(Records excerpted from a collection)

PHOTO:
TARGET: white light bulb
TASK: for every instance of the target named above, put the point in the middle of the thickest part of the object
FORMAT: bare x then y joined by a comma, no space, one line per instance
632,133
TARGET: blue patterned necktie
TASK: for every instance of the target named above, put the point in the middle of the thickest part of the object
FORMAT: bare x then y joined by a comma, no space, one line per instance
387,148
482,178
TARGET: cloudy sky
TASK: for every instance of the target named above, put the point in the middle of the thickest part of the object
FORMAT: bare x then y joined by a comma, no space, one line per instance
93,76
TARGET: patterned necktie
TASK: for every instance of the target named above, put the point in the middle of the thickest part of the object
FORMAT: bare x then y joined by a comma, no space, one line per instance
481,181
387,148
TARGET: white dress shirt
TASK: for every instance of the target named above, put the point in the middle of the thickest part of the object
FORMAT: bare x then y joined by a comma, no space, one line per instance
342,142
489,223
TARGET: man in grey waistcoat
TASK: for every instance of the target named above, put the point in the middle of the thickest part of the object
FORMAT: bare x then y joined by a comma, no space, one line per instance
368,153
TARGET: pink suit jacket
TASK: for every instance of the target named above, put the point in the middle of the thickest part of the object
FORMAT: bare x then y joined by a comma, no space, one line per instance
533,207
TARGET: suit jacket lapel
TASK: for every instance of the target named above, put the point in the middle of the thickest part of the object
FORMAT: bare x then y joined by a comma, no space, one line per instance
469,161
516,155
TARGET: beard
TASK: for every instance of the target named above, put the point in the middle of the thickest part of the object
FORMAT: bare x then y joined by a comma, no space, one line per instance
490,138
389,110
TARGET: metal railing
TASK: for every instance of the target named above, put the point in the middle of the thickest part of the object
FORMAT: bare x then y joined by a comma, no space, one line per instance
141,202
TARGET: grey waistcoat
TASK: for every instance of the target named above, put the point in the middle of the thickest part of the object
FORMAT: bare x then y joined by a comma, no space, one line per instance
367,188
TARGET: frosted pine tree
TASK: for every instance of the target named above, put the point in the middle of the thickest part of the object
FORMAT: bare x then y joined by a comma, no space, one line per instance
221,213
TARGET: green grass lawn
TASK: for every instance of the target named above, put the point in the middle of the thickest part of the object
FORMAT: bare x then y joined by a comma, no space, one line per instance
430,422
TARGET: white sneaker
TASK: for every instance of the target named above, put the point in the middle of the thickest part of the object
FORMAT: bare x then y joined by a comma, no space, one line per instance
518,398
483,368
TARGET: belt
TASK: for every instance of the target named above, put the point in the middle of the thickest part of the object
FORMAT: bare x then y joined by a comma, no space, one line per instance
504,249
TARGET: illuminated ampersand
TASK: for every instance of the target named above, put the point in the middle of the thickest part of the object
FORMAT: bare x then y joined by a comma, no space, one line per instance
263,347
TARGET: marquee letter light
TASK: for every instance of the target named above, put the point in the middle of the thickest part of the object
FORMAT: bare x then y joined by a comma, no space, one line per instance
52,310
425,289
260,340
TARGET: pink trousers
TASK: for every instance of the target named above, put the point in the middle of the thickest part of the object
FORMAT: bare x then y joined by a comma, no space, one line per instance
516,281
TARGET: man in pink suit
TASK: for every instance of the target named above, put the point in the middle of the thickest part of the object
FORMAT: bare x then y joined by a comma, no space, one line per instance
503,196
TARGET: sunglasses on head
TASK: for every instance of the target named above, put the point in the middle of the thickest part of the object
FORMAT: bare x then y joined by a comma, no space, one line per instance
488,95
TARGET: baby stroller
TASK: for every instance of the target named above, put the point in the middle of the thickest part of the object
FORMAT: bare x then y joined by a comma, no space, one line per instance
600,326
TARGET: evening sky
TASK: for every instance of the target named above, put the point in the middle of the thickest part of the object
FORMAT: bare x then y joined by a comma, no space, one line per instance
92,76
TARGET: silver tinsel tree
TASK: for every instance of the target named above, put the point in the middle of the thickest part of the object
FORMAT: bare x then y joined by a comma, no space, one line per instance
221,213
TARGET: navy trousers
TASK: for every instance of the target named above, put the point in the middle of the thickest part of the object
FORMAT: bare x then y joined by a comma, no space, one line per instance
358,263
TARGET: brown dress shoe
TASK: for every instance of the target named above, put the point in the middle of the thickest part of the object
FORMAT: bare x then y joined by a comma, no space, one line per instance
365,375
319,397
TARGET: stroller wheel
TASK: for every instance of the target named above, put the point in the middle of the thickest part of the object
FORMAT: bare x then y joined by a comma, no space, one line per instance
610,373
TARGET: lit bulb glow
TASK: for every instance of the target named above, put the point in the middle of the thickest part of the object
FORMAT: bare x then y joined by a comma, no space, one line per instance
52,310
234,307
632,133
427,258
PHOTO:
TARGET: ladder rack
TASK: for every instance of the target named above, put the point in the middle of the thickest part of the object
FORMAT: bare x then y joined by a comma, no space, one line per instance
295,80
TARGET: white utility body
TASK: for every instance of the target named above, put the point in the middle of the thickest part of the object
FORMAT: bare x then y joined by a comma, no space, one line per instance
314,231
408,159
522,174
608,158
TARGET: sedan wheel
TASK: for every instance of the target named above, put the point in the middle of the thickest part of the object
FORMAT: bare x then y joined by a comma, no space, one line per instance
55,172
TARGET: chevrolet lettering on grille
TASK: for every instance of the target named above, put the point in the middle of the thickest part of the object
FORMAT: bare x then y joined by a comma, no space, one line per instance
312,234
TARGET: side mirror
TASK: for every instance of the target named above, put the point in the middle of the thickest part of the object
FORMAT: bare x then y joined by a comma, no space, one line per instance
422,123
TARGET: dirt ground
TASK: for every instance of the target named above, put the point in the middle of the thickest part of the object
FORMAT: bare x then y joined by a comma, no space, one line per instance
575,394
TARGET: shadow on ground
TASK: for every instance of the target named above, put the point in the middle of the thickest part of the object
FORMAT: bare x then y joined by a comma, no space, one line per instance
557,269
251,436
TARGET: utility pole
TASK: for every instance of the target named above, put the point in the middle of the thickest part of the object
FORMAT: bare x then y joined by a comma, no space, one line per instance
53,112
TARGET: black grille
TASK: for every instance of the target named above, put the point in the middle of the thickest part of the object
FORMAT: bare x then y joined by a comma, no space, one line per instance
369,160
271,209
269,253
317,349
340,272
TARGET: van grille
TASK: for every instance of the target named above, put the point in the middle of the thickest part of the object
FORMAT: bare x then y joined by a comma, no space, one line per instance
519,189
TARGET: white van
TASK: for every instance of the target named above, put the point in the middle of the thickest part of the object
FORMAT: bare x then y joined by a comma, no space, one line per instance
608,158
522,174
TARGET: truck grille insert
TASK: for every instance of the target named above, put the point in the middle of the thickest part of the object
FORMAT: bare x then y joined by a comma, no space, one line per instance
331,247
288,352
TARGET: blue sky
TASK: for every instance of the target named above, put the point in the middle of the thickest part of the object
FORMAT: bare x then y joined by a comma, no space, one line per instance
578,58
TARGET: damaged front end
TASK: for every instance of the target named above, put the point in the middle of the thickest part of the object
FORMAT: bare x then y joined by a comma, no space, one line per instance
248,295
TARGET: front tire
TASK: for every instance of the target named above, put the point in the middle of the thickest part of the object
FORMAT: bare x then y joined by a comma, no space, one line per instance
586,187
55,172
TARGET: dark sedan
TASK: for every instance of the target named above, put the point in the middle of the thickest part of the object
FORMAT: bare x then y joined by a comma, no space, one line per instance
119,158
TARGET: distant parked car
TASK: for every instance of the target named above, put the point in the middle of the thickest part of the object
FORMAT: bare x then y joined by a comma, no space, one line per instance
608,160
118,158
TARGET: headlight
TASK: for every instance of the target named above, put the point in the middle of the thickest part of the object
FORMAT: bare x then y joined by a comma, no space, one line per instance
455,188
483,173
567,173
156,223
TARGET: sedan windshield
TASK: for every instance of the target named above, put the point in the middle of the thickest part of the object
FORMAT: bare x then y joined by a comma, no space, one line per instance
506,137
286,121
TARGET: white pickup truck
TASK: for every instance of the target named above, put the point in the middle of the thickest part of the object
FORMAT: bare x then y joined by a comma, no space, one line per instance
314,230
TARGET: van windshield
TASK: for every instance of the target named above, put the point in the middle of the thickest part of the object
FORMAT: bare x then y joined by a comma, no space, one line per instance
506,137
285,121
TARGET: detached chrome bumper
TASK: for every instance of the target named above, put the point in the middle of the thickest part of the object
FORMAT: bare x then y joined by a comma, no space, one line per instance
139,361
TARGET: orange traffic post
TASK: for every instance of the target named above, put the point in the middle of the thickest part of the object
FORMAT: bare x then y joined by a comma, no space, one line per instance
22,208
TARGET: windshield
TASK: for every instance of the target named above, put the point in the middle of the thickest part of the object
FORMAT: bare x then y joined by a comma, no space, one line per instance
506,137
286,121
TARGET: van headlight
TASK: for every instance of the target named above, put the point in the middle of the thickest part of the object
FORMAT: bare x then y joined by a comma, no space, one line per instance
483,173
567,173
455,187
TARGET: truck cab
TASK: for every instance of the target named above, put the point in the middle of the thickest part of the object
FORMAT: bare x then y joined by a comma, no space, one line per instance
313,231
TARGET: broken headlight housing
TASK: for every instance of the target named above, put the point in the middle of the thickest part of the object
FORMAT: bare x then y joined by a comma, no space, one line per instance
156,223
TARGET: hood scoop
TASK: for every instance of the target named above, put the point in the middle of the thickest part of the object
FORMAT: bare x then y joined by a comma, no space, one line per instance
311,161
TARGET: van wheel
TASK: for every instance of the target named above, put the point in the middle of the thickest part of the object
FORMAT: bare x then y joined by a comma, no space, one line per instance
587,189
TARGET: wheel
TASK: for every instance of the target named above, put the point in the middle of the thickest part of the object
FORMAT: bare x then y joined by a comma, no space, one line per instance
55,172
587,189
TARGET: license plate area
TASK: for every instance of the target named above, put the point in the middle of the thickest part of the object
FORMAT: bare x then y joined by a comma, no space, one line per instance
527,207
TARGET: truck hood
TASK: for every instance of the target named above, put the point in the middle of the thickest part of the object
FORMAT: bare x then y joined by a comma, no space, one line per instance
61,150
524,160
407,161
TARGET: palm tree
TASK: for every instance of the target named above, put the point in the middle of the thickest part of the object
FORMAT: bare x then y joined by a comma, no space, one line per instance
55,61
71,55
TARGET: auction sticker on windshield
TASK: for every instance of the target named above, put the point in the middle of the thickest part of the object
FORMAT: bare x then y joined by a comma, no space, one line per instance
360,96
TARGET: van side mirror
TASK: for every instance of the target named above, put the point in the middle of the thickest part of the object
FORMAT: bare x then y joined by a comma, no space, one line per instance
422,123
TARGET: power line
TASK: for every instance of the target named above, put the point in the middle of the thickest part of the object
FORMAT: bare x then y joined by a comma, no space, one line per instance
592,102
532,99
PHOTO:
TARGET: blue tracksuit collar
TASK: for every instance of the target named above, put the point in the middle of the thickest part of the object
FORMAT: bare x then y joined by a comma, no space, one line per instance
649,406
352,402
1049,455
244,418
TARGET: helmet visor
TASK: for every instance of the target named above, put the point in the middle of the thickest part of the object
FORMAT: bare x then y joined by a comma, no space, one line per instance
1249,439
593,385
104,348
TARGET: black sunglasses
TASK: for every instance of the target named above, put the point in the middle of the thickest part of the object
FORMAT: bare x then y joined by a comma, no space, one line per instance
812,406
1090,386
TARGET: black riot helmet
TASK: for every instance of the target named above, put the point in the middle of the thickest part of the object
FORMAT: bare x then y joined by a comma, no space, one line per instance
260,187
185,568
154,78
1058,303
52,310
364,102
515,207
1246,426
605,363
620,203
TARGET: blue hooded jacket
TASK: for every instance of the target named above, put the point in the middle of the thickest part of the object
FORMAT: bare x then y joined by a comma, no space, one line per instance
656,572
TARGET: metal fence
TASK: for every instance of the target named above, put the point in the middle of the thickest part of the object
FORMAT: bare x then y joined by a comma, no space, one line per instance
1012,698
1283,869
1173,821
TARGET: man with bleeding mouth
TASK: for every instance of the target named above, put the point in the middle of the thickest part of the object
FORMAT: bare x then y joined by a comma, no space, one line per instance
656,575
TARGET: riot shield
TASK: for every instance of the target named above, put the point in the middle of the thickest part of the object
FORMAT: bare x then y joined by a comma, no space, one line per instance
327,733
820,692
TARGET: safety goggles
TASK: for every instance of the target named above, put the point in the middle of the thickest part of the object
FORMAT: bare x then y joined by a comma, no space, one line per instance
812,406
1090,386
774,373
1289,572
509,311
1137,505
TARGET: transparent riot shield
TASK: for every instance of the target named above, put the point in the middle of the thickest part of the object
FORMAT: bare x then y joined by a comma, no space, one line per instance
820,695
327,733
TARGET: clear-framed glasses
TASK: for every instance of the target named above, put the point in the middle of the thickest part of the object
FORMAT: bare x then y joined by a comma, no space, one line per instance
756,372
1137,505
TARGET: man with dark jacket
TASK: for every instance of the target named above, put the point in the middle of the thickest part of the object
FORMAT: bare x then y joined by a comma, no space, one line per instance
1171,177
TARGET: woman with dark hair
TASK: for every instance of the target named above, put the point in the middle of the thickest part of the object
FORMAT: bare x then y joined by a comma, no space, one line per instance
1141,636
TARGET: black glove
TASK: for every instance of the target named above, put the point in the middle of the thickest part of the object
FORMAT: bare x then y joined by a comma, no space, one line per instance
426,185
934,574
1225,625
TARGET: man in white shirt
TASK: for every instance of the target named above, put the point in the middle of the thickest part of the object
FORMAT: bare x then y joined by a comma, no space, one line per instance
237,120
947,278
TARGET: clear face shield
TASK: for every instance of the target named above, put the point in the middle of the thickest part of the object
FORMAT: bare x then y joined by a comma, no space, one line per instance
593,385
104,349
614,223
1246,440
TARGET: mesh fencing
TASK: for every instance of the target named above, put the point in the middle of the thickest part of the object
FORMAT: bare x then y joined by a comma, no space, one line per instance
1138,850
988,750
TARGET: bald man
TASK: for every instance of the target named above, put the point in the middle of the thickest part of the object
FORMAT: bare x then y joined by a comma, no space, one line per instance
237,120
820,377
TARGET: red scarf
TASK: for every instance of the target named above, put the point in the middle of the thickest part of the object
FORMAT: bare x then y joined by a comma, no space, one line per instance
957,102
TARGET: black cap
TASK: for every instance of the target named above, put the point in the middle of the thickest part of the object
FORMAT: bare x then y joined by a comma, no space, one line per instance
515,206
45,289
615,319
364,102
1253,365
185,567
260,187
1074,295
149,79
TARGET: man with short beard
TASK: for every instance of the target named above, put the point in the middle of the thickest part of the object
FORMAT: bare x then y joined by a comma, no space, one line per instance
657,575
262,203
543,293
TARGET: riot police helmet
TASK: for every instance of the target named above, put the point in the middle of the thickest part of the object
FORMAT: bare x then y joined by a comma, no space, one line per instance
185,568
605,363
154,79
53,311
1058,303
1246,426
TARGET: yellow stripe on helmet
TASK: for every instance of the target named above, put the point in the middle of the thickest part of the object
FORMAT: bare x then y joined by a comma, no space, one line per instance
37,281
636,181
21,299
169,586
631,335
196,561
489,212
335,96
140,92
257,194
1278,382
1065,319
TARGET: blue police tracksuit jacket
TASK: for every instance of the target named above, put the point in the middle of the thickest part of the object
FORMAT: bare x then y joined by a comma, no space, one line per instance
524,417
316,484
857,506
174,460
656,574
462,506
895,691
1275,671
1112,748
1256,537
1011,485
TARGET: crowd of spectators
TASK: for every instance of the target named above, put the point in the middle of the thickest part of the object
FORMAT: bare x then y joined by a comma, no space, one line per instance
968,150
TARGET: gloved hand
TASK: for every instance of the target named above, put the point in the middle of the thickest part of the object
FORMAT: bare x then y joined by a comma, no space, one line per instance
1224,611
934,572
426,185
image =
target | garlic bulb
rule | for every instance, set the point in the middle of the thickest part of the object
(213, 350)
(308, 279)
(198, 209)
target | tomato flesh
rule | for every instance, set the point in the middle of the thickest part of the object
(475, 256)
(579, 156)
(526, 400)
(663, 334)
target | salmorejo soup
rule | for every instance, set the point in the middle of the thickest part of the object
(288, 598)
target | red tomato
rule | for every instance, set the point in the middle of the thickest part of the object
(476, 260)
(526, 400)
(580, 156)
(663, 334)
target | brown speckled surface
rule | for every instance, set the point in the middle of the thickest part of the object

Work instruction: Every line above holding the string "clear" should be listed.

Completed exercise:
TARGET: clear-framed glasses
TARGET: clear face shield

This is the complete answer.